▸ MATERIAL TO PROCESS:
+++++
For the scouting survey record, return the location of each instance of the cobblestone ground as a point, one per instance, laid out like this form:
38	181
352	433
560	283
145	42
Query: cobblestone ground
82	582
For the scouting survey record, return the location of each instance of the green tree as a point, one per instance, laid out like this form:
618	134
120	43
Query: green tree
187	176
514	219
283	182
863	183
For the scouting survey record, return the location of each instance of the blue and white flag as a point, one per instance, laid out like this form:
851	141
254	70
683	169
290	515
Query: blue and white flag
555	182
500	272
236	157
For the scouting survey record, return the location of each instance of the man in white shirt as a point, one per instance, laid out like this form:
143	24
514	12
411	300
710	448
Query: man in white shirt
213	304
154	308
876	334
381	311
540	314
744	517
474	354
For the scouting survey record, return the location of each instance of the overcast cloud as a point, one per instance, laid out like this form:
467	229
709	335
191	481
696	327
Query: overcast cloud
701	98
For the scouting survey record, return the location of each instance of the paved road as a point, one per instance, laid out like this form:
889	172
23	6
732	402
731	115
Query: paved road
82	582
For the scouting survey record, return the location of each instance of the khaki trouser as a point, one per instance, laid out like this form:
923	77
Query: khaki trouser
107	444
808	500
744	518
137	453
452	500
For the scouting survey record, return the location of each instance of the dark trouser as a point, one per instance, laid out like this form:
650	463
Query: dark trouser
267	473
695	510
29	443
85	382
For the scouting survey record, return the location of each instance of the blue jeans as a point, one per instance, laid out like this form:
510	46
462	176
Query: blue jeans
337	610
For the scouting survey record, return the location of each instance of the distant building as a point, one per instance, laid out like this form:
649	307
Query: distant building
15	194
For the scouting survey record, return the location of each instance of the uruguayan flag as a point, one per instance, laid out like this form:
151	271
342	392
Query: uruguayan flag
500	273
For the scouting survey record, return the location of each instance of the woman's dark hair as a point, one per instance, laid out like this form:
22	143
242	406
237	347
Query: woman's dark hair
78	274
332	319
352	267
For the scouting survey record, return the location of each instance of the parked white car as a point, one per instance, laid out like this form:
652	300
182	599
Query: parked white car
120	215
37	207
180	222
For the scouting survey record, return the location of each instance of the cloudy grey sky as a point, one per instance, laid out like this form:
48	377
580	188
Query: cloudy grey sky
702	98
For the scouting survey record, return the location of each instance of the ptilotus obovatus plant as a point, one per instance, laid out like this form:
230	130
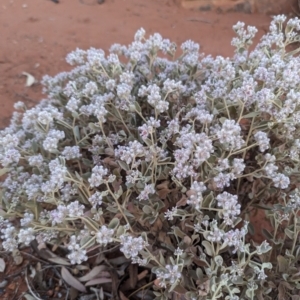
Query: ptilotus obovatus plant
154	158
+++++
▸ WHAT THE TASK ASKS:
Convert every line of the items above into a Markdown table with two columns, Row and Line, numbering each row and skipping blank lines. Leave the pictures out of the table.

▸ RESULT FOR THIS TASK:
| Row | Line |
|---|---|
| 1 | For the scouting survey record, return the location of each instance of the cobblestone ground as a point, one per instance, laid out like this form: |
| 2 | 38	181 |
| 3 | 352	433 |
| 4 | 560	283 |
| 5 | 145	42 |
| 6 | Query: cobblestone ground |
| 7 | 82	582 |
| 8 | For the scouting survey record, return the location of each instance of the green tree as a point, one per instance, laid out like this form: |
| 9 | 618	134 |
| 10 | 120	43 |
| 11 | Query: green tree |
| 12 | 187	176 |
| 13 | 514	219 |
| 14 | 283	182 |
| 15 | 863	183 |
| 16 | For the scouting survey record, return the location of each instance of the blue and white flag as a point, one per instance, laid out like this form: |
| 17 | 851	141 |
| 18 | 254	70 |
| 19 | 683	169 |
| 20 | 290	515 |
| 21 | Query: blue and white flag |
| 22 | 555	182 |
| 23 | 500	272 |
| 24 | 236	157 |
| 25 | For the scouting survey record, return the location of each instance of the man in white shirt as a point, one per instance, laid out like this form: |
| 26 | 143	24 |
| 27 | 514	12 |
| 28 | 411	300 |
| 29 | 710	448 |
| 30 | Query: man in white shirt |
| 31 | 213	304 |
| 32 | 154	308 |
| 33 | 876	334 |
| 34 | 381	311 |
| 35 | 540	314 |
| 36 | 744	517 |
| 37 | 474	354 |
| 38 | For the scouting survey record, return the location of each instance of the overcast cloud as a point, one per instance, laid out like this form: |
| 39 | 467	229 |
| 40 | 709	335 |
| 41 | 191	481 |
| 42 | 696	327 |
| 43 | Query: overcast cloud |
| 44 | 701	98 |
| 45 | For the scouting survey record, return the location of each instance of the paved road as a point, one per instance, laid out like this form: |
| 46 | 889	172 |
| 47 | 23	6 |
| 48 | 732	402 |
| 49 | 731	115 |
| 50 | Query: paved road |
| 51 | 82	582 |
| 52 | For the scouting survey record, return the location of each instance of the khaki trouser as a point, one per instance, laid out like this form: |
| 53 | 923	77 |
| 54 | Query: khaki trouser |
| 55 | 107	444 |
| 56 | 808	500 |
| 57 | 744	518 |
| 58 | 137	453 |
| 59 | 452	500 |
| 60 | For the scouting survey record, return the location of each instance of the dark trouser as a point, one per instance, laid out like this form: |
| 61 | 650	463 |
| 62 | Query: dark trouser |
| 63 | 267	473 |
| 64 | 695	510 |
| 65 | 29	443 |
| 66 | 85	382 |
| 67 | For the scouting survey record, return the location of each instance of the blue jeans as a point, one per instance, laid out like this form: |
| 68 | 510	46 |
| 69 | 462	176 |
| 70 | Query: blue jeans |
| 71 | 337	610 |
| 72 | For the scouting survey record, return the location of each instance of the distant building as a point, one per instance, laid out like this form: |
| 73 | 649	307 |
| 74 | Query: distant building |
| 75 | 15	194 |
| 76 | For the scouting survey record, return the location of each instance of the uruguayan flag as a point, one per instance, laid out like this form: |
| 77 | 151	271 |
| 78 | 342	392 |
| 79 | Query: uruguayan flag |
| 80 | 500	273 |
| 81 | For the scouting survey record, return the location of each instance of the woman's dark hair as a point, one per instance, laid out like this form: |
| 82 | 22	143 |
| 83 | 242	406 |
| 84 | 237	347 |
| 85 | Query: woman's dark hair |
| 86 | 78	274 |
| 87 | 332	319 |
| 88 | 352	267 |
| 89 | For the scouting survey record, return the location of each instance of the parked white car as a point, one per instance, laid out like this form: |
| 90 | 652	300 |
| 91 | 182	599 |
| 92 | Query: parked white car |
| 93 | 120	215 |
| 94 | 37	207 |
| 95 | 180	222 |
| 96 | For the scouting survey record, return the location of each instance of the cloudy grey sky as a point, one per instance, laid out like this form: |
| 97 | 48	377 |
| 98 | 580	188 |
| 99 | Query: cloudy grey sky |
| 100 | 702	98 |
| 101 | For the scouting survey record, return the location of each instance of the ptilotus obovatus plant as a point, one per instance, laid out like this form: |
| 102 | 230	130 |
| 103 | Query: ptilotus obovatus plant |
| 104 | 154	158 |